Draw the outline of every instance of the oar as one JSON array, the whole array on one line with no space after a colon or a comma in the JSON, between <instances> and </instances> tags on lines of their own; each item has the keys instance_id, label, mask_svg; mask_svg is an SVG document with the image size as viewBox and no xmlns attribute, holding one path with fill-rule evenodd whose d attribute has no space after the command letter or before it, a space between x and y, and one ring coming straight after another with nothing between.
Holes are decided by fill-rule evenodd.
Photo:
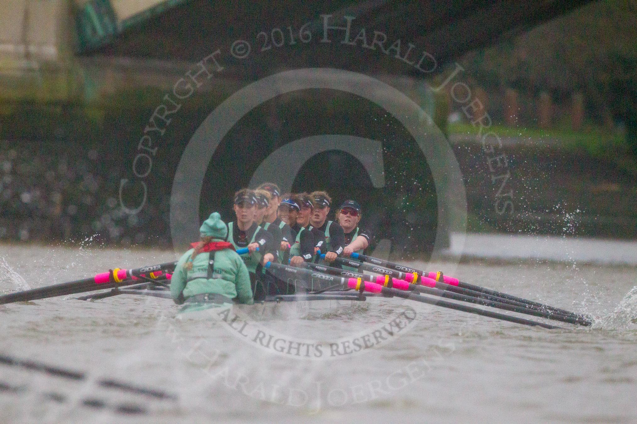
<instances>
[{"instance_id":1,"label":"oar","mask_svg":"<svg viewBox=\"0 0 637 424\"><path fill-rule=\"evenodd\" d=\"M109 270L108 272L101 273L88 278L3 294L0 296L0 304L138 284L140 282L140 278L145 277L147 275L152 278L159 278L166 271L175 269L175 262L171 262L159 265L143 266L134 270L115 268Z\"/></svg>"},{"instance_id":2,"label":"oar","mask_svg":"<svg viewBox=\"0 0 637 424\"><path fill-rule=\"evenodd\" d=\"M324 258L325 255L320 255L321 257ZM381 266L380 265L376 265L371 263L367 263L365 262L358 262L357 261L353 261L352 259L348 259L344 257L337 257L334 259L334 263L339 265L345 265L347 266L350 266L352 268L356 268L359 271L368 271L369 272L373 272L376 274L380 274L382 275L389 275L391 277L398 278L399 280L404 280L407 282L415 284L422 284L428 287L440 289L440 290L445 290L447 291L453 292L454 293L458 293L459 294L464 294L465 296L472 296L473 297L477 297L478 299L483 299L485 300L492 301L494 302L499 302L500 303L505 303L506 304L510 304L512 306L518 306L520 308L526 308L528 309L532 309L536 311L540 311L542 312L550 312L555 315L555 316L562 316L562 317L570 317L571 318L576 318L580 320L584 320L584 317L578 317L577 315L574 315L573 314L565 314L560 313L559 312L555 312L555 311L547 310L545 308L540 308L539 306L536 306L534 305L529 304L528 303L523 303L522 302L517 302L513 300L510 300L508 299L505 299L504 297L500 297L499 296L494 296L492 294L487 294L486 293L483 293L482 292L476 292L473 290L469 290L469 289L463 289L462 287L459 287L456 285L452 285L450 284L447 284L441 281L436 281L433 278L430 278L427 277L422 277L420 278L417 278L412 273L406 273L401 271L397 271L396 270L392 270L391 268ZM342 275L347 275L348 271L343 270L343 272L341 273ZM419 280L415 282L415 280ZM590 322L588 320L585 320L586 322Z\"/></svg>"},{"instance_id":3,"label":"oar","mask_svg":"<svg viewBox=\"0 0 637 424\"><path fill-rule=\"evenodd\" d=\"M377 284L380 284L383 287L390 287L390 288L397 289L399 290L405 290L412 292L417 292L419 293L425 293L427 294L431 294L433 296L436 296L441 297L446 297L447 299L452 299L454 300L461 301L462 302L475 303L476 304L481 304L484 306L489 306L490 308L502 309L506 311L511 311L512 312L524 313L528 315L532 315L533 317L538 317L540 318L546 318L547 319L554 320L555 321L568 322L569 324L578 324L580 325L590 325L592 324L592 322L590 321L584 321L569 315L566 316L554 312L538 311L529 308L525 308L524 306L513 306L510 304L502 303L500 302L495 302L492 301L485 300L483 299L480 299L479 297L475 297L473 296L467 296L465 294L459 294L457 293L448 292L444 290L440 290L439 289L434 289L429 287L425 287L424 285L420 285L419 284L412 284L408 282L405 281L404 280L401 280L400 278L392 277L390 277L389 275L383 275L378 277L374 277L372 275L366 275L364 274L360 274L359 273L352 272L350 271L340 270L338 268L335 268L331 266L326 266L325 265L320 265L318 264L313 264L306 262L303 263L301 264L301 266L310 270L314 270L315 271L318 271L319 272L322 272L324 273L330 274L331 275L342 275L342 276L352 277L354 278L362 278L364 281L369 281L374 282ZM345 274L345 273L347 273L347 274ZM433 281L434 283L436 282L435 280Z\"/></svg>"},{"instance_id":4,"label":"oar","mask_svg":"<svg viewBox=\"0 0 637 424\"><path fill-rule=\"evenodd\" d=\"M368 256L366 255L363 255L355 252L352 254L352 257L355 259L359 259L361 261L368 262L369 263L380 265L381 266L390 268L392 269L396 270L397 271L401 271L406 273L412 273L415 276L415 278L417 278L419 277L426 277L429 278L433 278L438 281L441 279L440 277L442 277L441 279L443 280L443 281L447 284L449 284L450 285L455 285L461 287L462 289L468 289L469 290L473 290L474 291L480 292L481 293L490 294L492 296L496 296L499 297L503 297L504 299L506 299L508 300L512 300L516 302L525 303L528 305L531 305L533 306L536 306L537 308L540 308L543 310L549 310L549 311L552 311L554 312L557 312L558 313L561 313L562 315L576 317L583 320L590 320L589 317L587 317L582 314L576 313L575 312L567 311L566 310L561 309L559 308L555 308L554 306L551 306L548 304L545 304L543 303L540 303L538 302L535 302L532 300L529 300L528 299L518 297L517 296L514 296L512 294L508 294L506 293L499 292L496 290L487 289L486 287L482 287L479 285L475 285L473 284L469 284L469 283L465 283L460 281L457 278L454 278L454 277L448 277L447 275L440 275L438 273L426 272L424 271L414 270L412 268L405 266L404 265L401 265L401 264L390 262L389 261L385 261L384 259L380 259L377 257L373 257L371 256Z\"/></svg>"},{"instance_id":5,"label":"oar","mask_svg":"<svg viewBox=\"0 0 637 424\"><path fill-rule=\"evenodd\" d=\"M494 312L492 311L478 309L477 308L468 306L466 305L460 304L458 303L454 303L452 302L448 302L444 300L433 299L431 297L421 296L412 292L401 291L390 287L385 287L380 284L376 284L376 283L363 281L363 280L361 278L346 278L343 277L328 275L327 274L322 274L322 273L312 271L311 270L295 268L289 265L282 265L281 264L272 263L271 262L268 262L266 264L266 268L270 270L270 272L273 273L284 273L287 275L291 274L299 277L304 277L310 280L310 286L313 288L313 289L315 284L318 286L320 286L322 284L329 284L333 287L336 285L338 285L343 289L353 289L361 292L367 291L371 293L382 293L382 294L390 296L395 296L398 297L408 299L417 302L428 303L429 304L442 306L443 308L448 308L450 309L462 311L464 312L469 312L470 313L475 313L484 317L489 317L490 318L495 318L505 321L524 324L525 325L537 325L547 329L561 328L560 327L551 325L550 324L546 324L537 321L533 321L524 318L506 315L503 313Z\"/></svg>"},{"instance_id":6,"label":"oar","mask_svg":"<svg viewBox=\"0 0 637 424\"><path fill-rule=\"evenodd\" d=\"M61 377L68 380L83 381L87 378L86 374L82 371L60 368L59 367L50 366L43 362L36 362L36 361L27 359L20 359L7 355L0 354L0 364L16 367L25 368L34 371L39 371L49 375ZM173 393L168 393L163 390L155 390L149 387L132 385L124 381L113 380L112 378L101 378L96 380L96 383L97 385L106 388L118 389L129 393L146 395L160 399L177 400L177 397Z\"/></svg>"}]
</instances>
========
Display every line of the data above that contains the word "decided".

Solution to the problem
Holes are decided by fill-rule evenodd.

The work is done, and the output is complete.